Text segment.
— Begin —

Monday, September 24, 2012

FAITH

 Shared Destinies Oil on linen 120 x 160 cm 2007

I have previously written, on this BLOG, that I have faith in complexity; the kind of complexity which reveals itself as a deep and infinite pool where the ripples of time and life perpetually reveal secrets in the ebb and flow of questioning, wonder, imagination and discovery. However, the kind of complexity some humans create, pours oil over the waters of time and life, obscuring revelation, and neutering wonder and imagination.  It does not nurture life's universal forces or open us to fulsome understanding and appreciation. It pales into dangerous simplicity when compared with the universal complexity of all life forces. Humankind's 'complexity' is illusory as it distracts and detracts.

The recent riots currently experienced around the world, plus the intent of the creators of the anti Islam film which lit the flames of violence, are examples of some of humankind's drive to obscure the wonders and joys of life. I believe, for the majority of people, no matter what their beliefs are, there is no desire to light, and keep fuelling the flames of violence, disrespect, hate and negativity. Yet, we find the world transfixed, angry, incredulous, fearful and anxious in the face of recent happenings which draw us toward the flames, gathering us into the divisionist intent. Compassion erodes and this erosion may well be the ultimate aim?

— End —

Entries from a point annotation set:

— Begin —

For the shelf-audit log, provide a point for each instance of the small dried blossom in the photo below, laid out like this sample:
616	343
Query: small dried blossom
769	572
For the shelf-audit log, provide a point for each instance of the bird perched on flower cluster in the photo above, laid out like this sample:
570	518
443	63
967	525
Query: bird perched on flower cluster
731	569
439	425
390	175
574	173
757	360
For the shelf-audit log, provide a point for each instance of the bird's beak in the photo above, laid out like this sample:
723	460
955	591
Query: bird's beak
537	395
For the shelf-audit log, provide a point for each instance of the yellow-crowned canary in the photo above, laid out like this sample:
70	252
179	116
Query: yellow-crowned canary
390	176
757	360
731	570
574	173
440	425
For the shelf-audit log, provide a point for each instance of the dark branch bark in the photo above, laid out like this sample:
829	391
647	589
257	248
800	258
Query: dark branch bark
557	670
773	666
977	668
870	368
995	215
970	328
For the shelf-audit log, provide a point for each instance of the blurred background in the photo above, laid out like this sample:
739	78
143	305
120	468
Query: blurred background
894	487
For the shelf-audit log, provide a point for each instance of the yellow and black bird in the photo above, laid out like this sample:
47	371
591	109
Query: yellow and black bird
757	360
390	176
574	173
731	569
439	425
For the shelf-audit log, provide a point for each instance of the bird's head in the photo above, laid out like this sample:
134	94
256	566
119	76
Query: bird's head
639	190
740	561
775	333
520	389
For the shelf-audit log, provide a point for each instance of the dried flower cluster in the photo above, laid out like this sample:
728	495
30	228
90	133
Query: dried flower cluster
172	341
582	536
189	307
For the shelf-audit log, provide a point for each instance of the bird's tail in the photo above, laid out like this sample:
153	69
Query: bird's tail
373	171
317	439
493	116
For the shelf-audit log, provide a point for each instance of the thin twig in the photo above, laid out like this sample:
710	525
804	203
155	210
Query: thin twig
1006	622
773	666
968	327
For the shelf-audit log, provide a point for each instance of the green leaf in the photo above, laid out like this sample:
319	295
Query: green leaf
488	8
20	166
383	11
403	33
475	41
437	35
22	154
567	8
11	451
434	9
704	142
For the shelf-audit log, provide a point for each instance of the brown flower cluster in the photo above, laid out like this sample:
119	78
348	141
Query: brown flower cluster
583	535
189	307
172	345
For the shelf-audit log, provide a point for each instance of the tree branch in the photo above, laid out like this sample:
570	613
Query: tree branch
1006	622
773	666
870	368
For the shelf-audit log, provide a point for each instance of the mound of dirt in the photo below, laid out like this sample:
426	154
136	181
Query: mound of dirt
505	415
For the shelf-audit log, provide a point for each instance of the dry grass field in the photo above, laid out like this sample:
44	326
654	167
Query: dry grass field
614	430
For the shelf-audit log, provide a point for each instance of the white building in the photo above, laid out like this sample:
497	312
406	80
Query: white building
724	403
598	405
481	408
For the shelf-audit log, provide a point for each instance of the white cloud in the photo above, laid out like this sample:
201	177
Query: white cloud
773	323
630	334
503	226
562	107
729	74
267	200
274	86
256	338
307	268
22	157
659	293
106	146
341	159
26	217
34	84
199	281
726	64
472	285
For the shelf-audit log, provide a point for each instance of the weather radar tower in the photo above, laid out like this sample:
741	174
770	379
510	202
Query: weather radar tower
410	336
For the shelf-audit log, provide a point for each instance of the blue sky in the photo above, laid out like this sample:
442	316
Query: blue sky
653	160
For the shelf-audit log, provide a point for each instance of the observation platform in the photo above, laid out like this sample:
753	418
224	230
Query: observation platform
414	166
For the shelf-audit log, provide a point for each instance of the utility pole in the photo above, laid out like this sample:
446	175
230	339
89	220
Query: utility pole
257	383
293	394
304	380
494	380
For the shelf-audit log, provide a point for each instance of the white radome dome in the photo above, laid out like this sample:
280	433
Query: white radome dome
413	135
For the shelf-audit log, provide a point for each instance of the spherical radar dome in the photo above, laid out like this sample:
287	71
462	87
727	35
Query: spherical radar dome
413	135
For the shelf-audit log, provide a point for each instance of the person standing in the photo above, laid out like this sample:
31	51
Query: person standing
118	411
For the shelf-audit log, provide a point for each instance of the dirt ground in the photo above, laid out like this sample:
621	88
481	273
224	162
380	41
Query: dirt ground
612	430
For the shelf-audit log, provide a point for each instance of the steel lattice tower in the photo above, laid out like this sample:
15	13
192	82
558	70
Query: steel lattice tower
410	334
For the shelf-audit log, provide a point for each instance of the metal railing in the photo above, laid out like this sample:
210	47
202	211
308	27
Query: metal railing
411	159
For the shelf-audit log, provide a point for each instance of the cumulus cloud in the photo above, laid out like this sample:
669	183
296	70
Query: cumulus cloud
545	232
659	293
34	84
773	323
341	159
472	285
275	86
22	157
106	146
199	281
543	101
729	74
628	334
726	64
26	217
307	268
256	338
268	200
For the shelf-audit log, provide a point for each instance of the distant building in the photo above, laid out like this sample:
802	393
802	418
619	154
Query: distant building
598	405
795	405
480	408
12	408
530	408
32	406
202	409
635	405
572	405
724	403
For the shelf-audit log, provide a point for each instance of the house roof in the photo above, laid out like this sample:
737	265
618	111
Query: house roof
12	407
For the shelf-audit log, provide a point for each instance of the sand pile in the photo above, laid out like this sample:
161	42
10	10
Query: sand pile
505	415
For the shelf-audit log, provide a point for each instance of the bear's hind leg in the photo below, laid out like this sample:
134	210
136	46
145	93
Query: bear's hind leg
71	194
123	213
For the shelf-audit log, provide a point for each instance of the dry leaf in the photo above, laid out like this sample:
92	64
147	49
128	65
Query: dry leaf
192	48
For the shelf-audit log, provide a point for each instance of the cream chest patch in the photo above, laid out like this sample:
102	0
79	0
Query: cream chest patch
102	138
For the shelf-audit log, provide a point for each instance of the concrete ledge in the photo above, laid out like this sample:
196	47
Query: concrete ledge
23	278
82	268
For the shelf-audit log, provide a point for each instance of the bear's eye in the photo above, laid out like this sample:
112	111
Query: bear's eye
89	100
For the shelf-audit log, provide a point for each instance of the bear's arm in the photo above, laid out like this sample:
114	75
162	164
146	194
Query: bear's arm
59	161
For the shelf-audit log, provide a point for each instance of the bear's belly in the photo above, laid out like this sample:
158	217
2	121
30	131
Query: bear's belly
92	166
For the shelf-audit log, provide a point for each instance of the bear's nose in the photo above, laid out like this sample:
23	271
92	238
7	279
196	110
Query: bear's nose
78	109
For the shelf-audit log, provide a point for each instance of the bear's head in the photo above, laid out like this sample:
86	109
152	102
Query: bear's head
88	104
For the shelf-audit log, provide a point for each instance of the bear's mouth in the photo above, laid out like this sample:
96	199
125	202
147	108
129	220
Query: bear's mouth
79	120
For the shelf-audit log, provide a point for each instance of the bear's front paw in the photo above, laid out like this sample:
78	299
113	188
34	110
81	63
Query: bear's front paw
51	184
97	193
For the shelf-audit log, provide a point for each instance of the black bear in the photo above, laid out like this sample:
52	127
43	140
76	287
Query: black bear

— End —

Problem to solve.
Rewrite the blog post on faith starting with "I have previously" and going on through "distracts and detracts.", substituting "fuller" for "fulsome".

Response.
I have previously written, on this BLOG, that I have faith in complexity; the kind of complexity which reveals itself as a deep and infinite pool where the ripples of time and life perpetually reveal secrets in the ebb and flow of questioning, wonder, imagination and discovery. However, the kind of complexity some humans create, pours oil over the waters of time and life, obscuring revelation, and neutering wonder and imagination.  It does not nurture life's universal forces or open us to fuller understanding and appreciation. It pales into dangerous simplicity when compared with the universal complexity of all life forces. Humankind's 'complexity' is illusory as it distracts and detracts.